Source data

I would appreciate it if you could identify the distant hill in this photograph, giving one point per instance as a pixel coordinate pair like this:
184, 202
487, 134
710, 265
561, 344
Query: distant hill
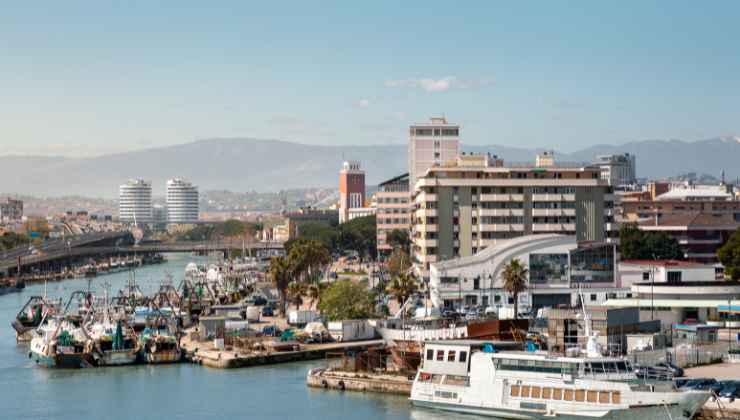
271, 165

- **PROBLEM REQUIREMENTS**: Reproduce every record exactly; images stay out.

- **ANSWER BOX**:
I would appreciate it if you could identify the distant hill in this photograph, giving one point per instance as a pixel coordinate pair like this:
184, 202
487, 134
710, 265
561, 344
Query: distant hill
271, 165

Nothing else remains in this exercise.